(The problem):
Sort through the entries below and pull out lines containing the word "vest".

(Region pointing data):
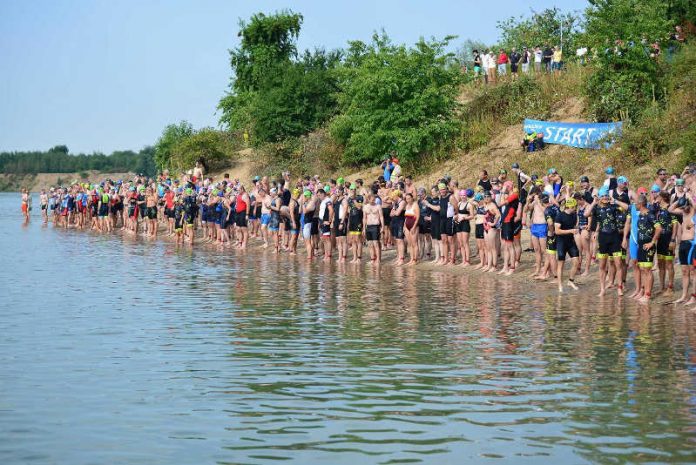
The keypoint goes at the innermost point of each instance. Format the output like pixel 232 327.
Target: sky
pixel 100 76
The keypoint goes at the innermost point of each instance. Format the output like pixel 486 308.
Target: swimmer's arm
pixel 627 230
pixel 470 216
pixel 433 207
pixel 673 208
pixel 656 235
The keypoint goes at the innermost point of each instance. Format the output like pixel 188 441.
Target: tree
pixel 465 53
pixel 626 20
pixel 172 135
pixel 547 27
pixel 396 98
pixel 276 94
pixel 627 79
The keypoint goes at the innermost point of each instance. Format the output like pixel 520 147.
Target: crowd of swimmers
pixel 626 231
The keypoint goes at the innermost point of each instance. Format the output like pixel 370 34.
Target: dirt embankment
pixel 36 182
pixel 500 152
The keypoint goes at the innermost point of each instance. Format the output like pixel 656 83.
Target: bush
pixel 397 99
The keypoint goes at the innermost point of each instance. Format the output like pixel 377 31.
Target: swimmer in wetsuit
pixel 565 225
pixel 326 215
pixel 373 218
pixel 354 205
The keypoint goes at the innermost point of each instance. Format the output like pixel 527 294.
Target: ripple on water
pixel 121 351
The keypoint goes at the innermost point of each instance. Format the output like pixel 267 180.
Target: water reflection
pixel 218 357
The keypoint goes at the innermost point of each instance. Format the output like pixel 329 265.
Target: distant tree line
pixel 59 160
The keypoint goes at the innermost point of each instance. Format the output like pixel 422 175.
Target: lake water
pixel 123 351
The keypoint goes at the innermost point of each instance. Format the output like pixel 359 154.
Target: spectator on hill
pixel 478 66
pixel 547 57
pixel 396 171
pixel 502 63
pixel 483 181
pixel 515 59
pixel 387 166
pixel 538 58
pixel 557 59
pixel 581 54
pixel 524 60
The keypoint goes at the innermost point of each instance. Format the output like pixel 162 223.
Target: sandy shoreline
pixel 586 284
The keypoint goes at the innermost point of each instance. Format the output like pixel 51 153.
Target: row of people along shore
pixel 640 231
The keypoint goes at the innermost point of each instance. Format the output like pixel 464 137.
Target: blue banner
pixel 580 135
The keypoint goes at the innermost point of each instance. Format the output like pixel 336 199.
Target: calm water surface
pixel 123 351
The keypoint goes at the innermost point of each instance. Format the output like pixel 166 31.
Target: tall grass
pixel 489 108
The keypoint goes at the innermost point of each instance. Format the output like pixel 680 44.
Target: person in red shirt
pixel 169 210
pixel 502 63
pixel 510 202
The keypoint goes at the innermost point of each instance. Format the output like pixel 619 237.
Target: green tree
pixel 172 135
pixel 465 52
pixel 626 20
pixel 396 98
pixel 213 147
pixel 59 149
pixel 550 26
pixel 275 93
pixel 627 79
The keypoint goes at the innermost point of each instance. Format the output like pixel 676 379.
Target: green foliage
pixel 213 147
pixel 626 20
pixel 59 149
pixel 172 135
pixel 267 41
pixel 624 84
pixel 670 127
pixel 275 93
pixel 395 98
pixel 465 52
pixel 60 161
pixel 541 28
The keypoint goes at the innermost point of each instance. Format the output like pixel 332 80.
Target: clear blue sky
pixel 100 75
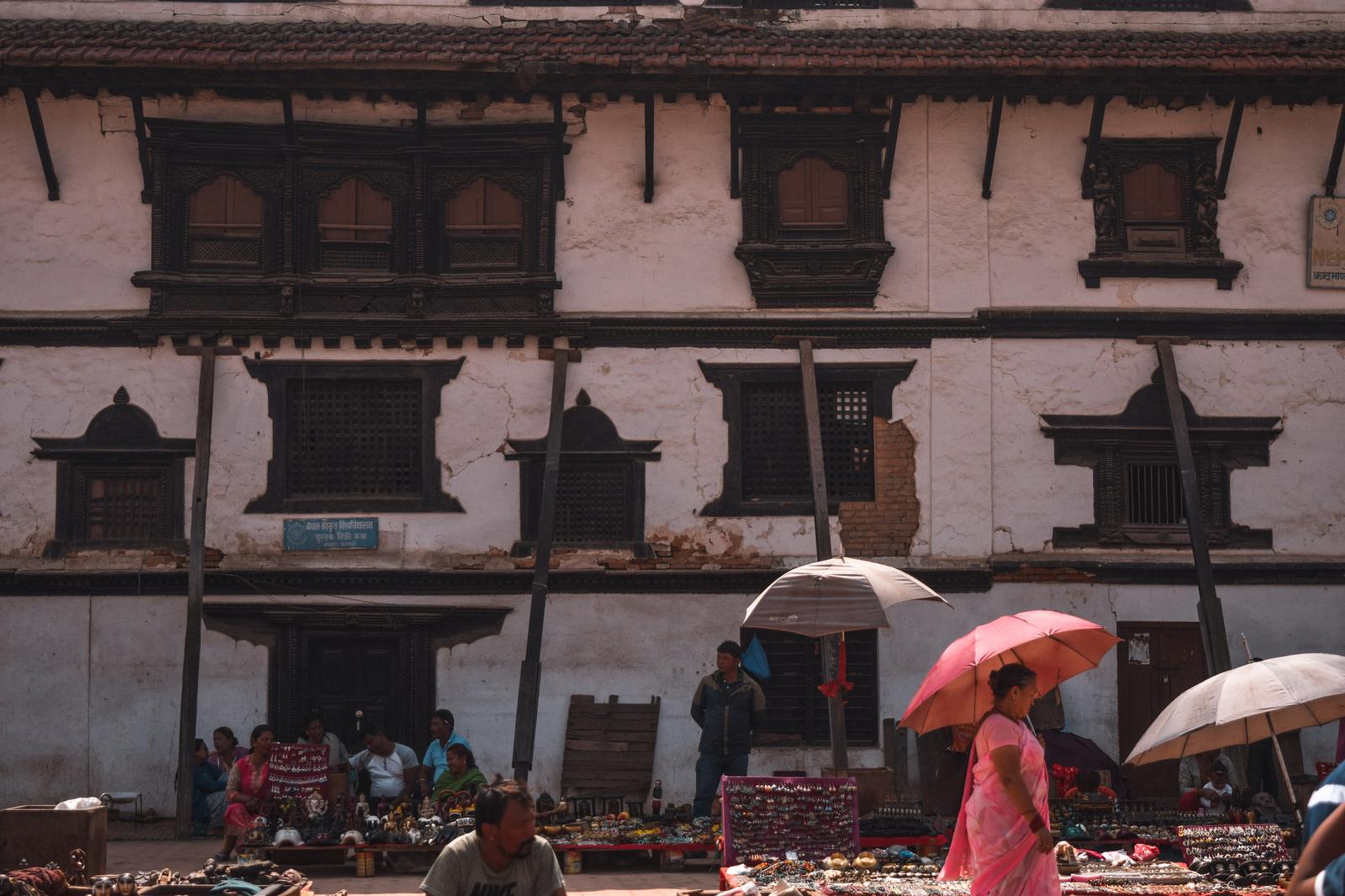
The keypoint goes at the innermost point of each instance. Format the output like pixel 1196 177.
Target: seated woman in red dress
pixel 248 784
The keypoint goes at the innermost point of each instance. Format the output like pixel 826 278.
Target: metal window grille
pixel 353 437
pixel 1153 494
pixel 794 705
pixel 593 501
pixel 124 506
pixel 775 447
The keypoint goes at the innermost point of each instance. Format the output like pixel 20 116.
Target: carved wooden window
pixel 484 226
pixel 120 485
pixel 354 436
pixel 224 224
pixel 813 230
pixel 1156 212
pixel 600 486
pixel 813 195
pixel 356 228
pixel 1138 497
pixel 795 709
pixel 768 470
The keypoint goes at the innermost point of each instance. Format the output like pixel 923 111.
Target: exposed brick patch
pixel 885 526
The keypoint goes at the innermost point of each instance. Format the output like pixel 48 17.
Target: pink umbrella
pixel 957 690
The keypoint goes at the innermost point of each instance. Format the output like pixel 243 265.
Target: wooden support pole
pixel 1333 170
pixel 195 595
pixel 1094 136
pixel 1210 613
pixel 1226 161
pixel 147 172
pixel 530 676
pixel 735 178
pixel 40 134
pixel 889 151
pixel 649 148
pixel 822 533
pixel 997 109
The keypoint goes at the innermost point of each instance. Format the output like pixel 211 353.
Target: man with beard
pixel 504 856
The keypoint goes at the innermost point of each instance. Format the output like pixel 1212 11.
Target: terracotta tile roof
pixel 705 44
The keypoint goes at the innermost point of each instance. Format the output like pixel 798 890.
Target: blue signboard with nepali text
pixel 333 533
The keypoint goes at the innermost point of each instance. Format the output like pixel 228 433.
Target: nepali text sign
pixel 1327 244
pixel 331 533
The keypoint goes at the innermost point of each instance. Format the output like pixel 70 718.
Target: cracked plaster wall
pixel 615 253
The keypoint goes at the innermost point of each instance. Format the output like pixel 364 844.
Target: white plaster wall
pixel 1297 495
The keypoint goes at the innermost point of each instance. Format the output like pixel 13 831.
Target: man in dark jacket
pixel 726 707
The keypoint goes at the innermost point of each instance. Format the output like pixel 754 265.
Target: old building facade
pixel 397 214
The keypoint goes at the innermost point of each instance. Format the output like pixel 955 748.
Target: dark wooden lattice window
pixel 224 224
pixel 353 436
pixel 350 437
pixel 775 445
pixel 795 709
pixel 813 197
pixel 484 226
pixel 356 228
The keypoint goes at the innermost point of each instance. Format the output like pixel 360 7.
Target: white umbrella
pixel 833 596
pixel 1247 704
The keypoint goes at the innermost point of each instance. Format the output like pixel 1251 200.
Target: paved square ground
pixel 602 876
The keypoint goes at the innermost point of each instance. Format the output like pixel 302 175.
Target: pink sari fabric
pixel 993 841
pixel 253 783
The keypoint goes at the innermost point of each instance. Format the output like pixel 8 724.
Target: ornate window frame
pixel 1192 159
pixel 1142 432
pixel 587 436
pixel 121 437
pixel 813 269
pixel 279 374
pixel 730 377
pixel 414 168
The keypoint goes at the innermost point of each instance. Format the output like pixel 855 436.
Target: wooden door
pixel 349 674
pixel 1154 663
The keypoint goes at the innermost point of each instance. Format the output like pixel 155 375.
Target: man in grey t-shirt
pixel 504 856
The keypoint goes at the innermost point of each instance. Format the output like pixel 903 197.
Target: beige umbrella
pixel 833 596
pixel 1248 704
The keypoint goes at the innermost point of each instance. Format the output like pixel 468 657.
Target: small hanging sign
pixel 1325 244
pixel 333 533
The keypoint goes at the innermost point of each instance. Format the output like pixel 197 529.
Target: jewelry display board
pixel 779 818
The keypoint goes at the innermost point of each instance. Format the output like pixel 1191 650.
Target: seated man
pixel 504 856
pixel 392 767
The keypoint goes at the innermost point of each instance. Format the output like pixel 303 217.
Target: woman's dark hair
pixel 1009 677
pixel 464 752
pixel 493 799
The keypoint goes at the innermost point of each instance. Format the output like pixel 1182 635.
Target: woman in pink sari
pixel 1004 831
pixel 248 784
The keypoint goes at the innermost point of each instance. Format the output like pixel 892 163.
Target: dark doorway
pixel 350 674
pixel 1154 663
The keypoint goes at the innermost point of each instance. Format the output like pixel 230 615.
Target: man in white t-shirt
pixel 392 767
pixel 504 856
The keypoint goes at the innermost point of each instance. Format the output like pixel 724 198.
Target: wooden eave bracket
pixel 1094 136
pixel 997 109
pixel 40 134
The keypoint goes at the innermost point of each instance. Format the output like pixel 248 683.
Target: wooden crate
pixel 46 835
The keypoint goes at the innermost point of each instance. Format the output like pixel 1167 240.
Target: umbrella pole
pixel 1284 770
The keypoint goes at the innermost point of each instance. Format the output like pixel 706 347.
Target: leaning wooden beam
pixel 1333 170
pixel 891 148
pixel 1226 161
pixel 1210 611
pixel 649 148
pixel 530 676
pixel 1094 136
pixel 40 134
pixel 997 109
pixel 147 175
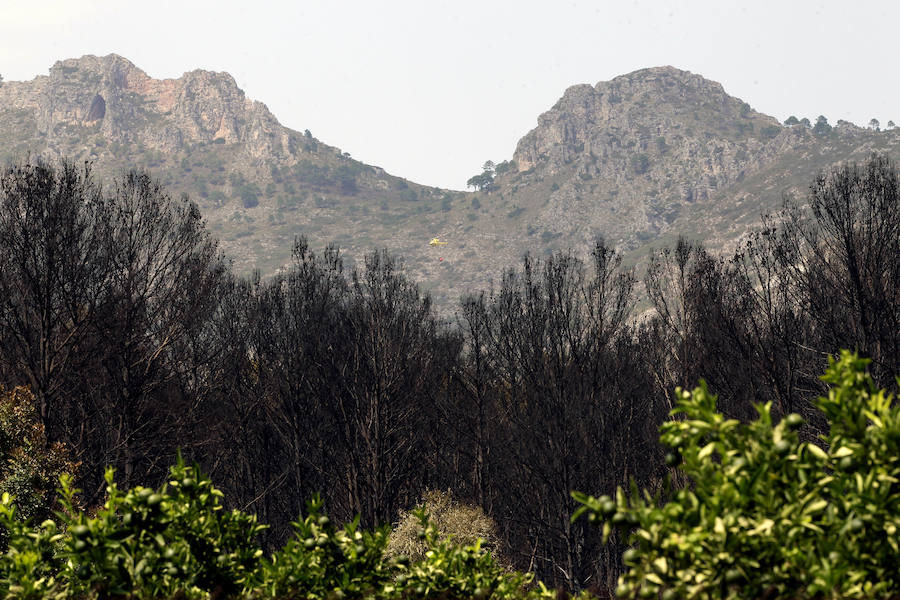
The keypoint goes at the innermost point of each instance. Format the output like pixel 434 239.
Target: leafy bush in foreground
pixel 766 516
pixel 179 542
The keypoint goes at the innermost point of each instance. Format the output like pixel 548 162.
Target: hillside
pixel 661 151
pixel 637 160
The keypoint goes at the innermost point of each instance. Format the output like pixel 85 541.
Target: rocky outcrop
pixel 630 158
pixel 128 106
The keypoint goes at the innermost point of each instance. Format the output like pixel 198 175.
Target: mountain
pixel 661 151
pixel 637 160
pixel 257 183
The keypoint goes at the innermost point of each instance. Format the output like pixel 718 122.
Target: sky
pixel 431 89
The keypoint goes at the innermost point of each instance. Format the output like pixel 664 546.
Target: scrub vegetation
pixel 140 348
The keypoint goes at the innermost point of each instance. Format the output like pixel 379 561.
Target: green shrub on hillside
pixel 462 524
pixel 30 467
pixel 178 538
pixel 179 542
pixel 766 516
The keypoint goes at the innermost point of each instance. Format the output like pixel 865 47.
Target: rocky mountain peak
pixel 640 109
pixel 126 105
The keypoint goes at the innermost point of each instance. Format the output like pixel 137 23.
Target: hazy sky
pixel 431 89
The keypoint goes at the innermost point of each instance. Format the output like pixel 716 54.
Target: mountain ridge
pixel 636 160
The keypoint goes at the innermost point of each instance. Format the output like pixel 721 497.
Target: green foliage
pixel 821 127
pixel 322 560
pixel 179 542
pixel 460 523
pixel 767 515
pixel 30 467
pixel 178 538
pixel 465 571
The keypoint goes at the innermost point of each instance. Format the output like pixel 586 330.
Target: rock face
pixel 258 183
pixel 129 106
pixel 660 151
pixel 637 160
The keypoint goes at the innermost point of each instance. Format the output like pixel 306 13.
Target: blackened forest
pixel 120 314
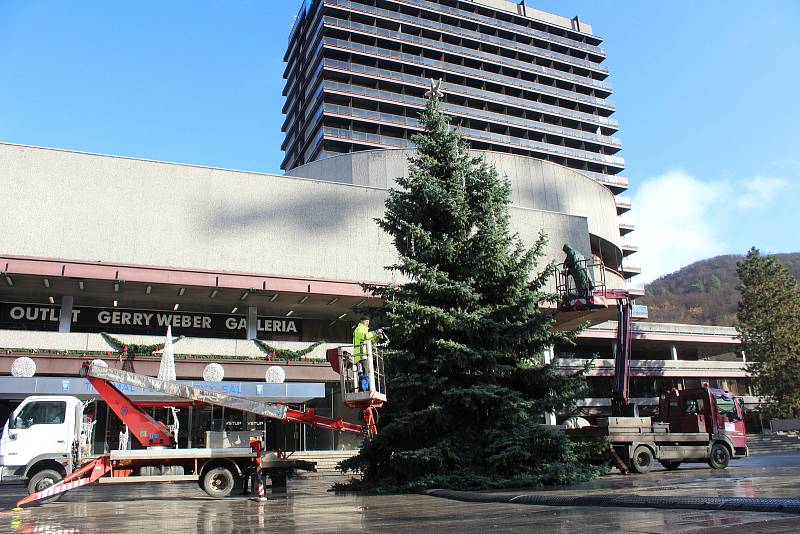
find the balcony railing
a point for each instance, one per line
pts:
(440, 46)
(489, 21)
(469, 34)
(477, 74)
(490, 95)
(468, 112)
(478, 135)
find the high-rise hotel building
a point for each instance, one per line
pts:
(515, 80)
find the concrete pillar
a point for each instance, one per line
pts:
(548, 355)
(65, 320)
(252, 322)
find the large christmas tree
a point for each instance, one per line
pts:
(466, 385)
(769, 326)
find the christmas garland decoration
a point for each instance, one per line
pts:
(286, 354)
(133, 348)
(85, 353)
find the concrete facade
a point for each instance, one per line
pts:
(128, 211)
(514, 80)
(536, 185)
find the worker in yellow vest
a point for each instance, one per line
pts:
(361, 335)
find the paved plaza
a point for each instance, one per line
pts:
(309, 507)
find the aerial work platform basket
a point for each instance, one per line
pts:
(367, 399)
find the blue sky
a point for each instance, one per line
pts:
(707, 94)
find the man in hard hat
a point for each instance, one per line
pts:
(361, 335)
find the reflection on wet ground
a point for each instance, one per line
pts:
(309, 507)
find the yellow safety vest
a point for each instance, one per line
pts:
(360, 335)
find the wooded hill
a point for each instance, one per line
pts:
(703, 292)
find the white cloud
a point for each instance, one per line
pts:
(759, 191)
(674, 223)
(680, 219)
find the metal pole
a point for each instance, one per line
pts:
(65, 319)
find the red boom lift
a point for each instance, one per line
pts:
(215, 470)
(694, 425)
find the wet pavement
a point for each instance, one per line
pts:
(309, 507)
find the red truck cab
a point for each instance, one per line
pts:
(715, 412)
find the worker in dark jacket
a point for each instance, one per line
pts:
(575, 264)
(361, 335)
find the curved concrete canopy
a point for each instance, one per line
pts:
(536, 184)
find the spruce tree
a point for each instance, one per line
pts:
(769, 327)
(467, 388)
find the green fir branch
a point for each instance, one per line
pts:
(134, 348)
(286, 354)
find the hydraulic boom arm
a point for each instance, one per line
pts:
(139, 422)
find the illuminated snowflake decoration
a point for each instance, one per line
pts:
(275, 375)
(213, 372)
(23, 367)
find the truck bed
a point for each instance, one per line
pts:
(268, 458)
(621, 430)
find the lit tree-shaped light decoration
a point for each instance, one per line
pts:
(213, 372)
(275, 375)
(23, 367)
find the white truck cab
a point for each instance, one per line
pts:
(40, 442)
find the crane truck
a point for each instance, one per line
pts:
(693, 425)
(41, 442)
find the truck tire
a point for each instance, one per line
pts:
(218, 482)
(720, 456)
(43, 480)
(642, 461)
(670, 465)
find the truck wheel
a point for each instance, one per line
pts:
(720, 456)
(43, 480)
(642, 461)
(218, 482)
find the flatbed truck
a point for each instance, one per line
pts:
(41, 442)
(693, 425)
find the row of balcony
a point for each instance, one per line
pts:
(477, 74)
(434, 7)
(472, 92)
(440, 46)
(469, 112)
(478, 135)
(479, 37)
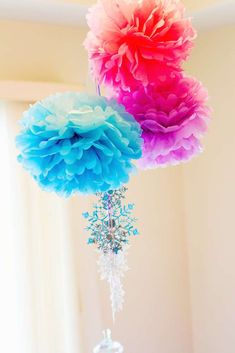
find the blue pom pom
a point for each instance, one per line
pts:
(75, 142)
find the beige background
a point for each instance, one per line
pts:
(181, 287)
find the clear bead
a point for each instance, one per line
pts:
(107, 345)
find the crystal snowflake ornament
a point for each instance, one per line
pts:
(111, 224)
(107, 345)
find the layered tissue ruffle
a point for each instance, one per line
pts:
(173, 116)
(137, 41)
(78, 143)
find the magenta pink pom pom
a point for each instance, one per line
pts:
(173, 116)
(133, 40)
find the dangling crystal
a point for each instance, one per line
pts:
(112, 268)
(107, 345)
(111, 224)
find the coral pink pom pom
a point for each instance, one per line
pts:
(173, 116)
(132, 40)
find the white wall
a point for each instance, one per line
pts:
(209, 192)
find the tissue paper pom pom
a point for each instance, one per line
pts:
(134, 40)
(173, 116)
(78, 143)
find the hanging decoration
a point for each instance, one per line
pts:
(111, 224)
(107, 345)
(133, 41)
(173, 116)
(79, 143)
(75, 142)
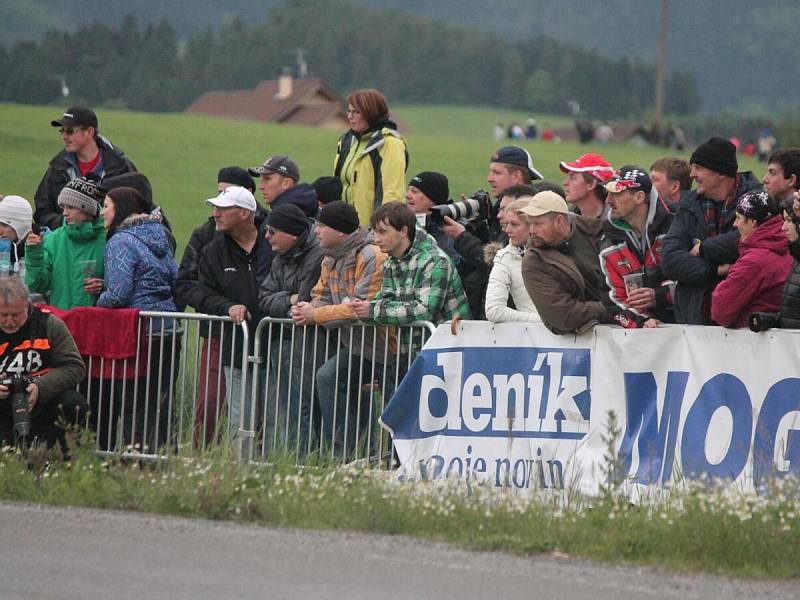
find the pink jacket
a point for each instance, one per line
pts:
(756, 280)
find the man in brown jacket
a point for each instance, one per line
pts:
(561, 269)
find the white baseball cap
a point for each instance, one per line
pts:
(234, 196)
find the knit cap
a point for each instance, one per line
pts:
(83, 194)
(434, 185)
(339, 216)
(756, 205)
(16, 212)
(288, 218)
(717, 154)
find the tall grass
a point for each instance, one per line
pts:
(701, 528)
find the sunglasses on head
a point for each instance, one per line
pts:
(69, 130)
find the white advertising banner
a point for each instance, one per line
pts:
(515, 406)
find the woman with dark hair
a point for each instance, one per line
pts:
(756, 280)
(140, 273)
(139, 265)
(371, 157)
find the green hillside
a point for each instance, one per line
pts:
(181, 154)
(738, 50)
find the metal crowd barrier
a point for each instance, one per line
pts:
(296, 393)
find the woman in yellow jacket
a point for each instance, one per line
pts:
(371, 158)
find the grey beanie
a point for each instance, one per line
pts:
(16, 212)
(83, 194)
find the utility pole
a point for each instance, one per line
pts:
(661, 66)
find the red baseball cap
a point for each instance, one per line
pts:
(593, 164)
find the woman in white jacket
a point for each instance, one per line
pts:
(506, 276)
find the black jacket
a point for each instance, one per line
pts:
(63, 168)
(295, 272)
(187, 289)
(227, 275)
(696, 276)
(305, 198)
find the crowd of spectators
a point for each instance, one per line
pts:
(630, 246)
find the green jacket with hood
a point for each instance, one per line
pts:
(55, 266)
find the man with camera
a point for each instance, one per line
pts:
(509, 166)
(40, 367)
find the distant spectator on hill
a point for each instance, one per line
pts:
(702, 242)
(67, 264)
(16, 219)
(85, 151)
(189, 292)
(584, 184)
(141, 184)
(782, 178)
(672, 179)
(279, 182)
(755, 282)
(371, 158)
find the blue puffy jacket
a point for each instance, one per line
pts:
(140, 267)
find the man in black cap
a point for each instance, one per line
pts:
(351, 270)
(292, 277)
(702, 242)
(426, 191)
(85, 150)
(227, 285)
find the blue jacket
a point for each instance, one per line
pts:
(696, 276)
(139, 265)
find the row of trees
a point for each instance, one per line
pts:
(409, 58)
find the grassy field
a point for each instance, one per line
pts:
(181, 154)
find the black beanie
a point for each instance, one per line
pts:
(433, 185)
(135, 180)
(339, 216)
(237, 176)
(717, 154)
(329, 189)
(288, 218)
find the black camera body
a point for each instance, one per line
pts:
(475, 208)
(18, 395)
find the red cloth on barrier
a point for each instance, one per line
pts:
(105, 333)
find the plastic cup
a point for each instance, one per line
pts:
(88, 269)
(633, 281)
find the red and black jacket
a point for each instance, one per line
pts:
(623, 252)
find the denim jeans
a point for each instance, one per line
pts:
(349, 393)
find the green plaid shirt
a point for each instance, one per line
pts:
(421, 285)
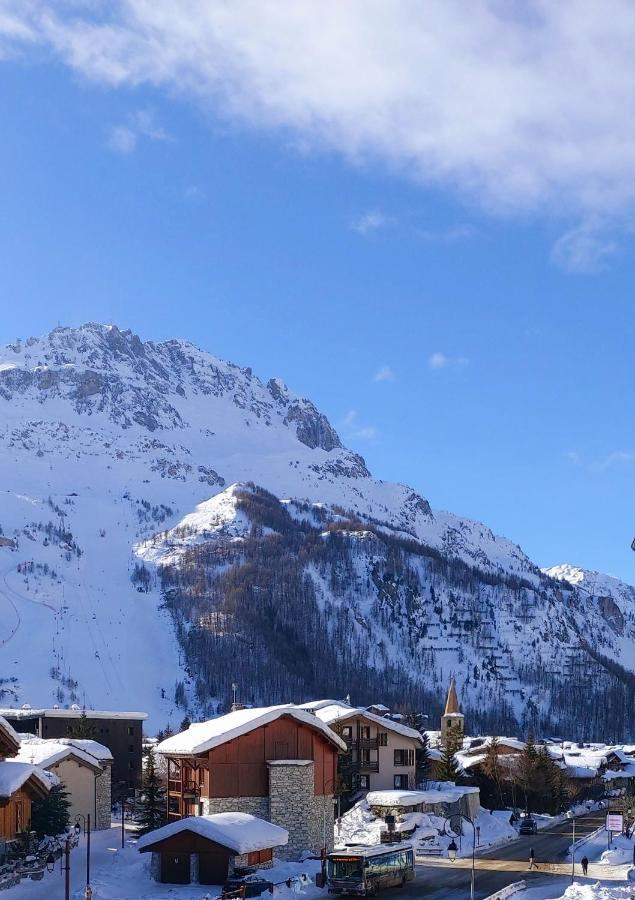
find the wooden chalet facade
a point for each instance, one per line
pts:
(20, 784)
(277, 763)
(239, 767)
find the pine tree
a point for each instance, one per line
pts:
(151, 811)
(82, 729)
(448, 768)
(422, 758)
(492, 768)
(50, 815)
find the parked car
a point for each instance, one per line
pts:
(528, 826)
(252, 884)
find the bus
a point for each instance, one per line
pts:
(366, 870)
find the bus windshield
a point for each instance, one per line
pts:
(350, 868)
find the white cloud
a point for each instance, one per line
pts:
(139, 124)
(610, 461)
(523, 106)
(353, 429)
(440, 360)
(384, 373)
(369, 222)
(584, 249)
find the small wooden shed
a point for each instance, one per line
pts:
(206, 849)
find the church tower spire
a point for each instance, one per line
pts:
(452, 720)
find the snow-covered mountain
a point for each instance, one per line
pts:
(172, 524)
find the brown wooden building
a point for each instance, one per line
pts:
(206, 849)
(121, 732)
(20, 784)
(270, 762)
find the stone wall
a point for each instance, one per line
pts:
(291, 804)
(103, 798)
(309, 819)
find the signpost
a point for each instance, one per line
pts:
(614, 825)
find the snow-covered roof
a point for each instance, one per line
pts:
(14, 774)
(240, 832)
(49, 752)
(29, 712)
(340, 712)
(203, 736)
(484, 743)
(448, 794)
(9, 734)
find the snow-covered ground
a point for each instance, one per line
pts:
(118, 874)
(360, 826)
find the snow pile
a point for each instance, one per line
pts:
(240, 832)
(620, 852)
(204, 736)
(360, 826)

(Answer box):
find the worker in yellow vest
find the yellow safety vest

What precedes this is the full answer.